- TASK OBJECTIVE: Scan the entries for lines with the word "asphalt" and copy those lines.

--- DATA TO EXAMINE ---

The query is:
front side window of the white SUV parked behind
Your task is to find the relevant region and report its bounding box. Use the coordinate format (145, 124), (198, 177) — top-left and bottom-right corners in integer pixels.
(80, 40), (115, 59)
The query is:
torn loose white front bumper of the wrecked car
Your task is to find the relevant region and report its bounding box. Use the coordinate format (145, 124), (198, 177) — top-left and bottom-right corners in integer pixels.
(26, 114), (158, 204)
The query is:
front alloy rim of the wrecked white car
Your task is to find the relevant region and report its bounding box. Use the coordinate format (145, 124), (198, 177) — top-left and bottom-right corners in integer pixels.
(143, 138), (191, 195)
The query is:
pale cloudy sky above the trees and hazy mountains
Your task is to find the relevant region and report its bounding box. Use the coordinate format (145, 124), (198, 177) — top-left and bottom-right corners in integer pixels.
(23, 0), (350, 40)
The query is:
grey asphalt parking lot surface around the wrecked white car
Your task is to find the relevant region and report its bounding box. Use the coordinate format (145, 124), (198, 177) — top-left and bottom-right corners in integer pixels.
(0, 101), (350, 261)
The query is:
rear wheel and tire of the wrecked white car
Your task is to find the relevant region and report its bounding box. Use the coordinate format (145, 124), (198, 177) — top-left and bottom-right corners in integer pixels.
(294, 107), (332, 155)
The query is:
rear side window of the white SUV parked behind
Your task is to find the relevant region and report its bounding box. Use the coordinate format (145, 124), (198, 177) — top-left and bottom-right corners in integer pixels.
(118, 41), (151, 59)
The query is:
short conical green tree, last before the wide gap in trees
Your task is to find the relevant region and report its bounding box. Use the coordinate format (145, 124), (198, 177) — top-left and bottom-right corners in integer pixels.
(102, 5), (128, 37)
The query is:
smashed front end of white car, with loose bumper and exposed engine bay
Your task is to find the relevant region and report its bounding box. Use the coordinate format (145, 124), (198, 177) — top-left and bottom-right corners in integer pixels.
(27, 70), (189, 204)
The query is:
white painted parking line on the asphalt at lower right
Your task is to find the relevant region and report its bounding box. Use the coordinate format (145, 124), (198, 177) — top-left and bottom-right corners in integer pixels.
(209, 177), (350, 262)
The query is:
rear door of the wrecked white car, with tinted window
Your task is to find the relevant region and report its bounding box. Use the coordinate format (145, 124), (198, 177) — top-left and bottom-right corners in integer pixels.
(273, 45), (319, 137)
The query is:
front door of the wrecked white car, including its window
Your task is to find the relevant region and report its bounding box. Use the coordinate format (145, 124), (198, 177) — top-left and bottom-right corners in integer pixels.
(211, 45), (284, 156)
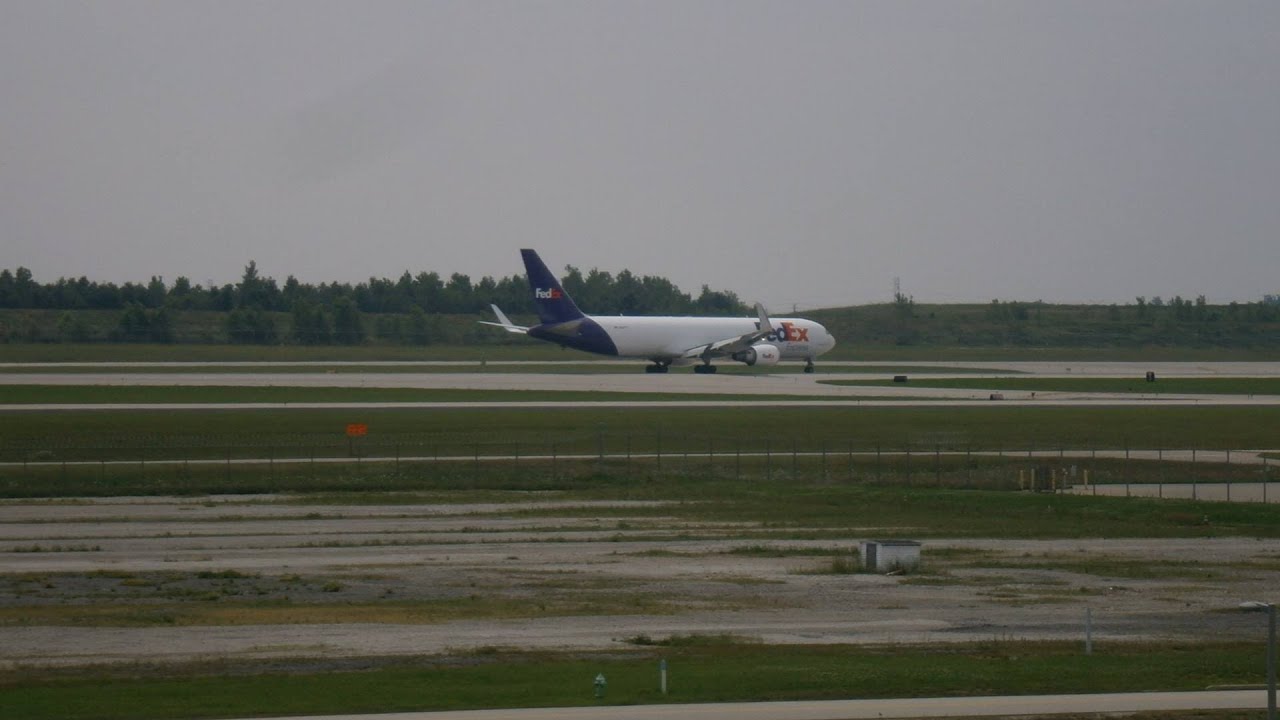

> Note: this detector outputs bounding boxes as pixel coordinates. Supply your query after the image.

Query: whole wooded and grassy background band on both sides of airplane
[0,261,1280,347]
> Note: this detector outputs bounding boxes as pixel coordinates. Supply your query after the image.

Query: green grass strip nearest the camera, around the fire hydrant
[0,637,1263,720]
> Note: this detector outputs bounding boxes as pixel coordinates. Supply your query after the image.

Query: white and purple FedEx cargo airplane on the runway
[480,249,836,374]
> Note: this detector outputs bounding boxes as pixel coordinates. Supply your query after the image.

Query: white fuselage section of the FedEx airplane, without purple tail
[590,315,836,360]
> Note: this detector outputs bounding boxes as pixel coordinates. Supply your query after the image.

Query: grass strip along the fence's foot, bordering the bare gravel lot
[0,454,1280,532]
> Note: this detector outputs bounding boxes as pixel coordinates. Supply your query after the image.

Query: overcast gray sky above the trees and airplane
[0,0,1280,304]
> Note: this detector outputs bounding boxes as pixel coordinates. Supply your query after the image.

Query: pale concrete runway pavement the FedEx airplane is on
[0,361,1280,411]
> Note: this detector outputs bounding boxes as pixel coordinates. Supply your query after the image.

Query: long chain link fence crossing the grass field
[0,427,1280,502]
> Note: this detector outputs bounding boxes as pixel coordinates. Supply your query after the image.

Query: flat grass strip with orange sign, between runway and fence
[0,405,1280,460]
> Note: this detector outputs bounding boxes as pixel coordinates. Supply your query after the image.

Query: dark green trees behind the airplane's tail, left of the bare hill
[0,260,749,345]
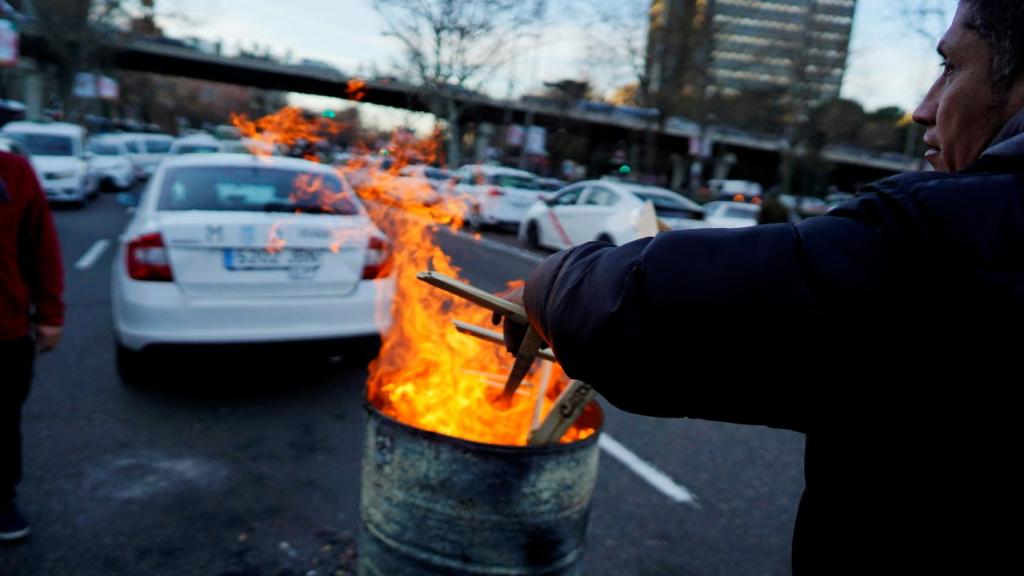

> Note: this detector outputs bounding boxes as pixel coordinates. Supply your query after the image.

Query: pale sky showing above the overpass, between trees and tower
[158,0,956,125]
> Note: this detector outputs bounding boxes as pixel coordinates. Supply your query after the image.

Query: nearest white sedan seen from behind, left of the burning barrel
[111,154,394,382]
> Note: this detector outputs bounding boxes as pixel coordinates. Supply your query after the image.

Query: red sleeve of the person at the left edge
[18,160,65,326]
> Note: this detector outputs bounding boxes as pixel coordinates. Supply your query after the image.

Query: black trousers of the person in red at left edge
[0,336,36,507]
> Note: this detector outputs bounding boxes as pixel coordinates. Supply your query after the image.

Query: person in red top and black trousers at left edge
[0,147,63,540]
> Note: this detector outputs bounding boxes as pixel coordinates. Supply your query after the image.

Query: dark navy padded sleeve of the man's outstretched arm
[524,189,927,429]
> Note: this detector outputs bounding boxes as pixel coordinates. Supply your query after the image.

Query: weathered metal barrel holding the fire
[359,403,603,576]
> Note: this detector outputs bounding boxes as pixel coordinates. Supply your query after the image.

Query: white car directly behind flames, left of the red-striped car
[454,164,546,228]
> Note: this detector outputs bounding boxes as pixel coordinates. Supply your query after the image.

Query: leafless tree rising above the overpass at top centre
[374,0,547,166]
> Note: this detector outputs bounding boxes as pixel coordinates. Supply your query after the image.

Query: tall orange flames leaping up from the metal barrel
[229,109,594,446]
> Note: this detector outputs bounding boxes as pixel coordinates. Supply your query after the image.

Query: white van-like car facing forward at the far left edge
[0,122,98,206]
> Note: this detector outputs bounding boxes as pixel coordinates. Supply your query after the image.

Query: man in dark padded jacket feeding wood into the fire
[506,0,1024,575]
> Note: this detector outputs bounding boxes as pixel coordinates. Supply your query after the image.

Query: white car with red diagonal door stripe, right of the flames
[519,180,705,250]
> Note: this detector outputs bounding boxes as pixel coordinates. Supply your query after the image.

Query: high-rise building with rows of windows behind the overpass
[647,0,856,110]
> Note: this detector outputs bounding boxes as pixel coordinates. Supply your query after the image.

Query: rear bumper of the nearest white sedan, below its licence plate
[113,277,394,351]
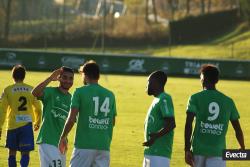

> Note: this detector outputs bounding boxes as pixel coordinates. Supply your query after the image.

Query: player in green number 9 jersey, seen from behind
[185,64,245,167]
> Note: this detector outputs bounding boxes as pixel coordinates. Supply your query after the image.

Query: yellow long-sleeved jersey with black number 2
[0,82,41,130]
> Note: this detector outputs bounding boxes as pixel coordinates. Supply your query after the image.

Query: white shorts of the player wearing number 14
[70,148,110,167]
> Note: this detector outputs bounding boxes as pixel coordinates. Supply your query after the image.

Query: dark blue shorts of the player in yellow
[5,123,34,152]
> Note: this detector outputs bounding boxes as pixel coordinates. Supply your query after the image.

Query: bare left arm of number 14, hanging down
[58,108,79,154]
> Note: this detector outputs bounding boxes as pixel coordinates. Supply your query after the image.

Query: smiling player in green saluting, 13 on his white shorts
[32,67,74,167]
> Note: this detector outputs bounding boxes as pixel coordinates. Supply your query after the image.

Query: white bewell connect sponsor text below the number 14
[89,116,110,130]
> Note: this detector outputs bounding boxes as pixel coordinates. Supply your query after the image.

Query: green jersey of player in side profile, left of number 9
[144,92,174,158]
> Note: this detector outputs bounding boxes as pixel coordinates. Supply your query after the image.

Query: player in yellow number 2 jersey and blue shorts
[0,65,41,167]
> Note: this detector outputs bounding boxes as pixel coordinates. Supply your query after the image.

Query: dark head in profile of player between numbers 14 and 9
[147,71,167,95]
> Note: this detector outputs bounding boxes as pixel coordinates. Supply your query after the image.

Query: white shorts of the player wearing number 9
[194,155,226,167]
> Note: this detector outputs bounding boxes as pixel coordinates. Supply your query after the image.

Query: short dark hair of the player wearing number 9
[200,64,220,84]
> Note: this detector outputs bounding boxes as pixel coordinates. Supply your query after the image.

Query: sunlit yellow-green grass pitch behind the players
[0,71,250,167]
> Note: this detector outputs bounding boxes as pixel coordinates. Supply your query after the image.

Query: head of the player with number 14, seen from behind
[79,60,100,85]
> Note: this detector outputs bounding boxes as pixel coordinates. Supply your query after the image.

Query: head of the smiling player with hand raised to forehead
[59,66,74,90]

---

- EXERCISE SOLUTION:
grey asphalt parking lot surface around the wrecked white car
white painted parking line on the asphalt at lower right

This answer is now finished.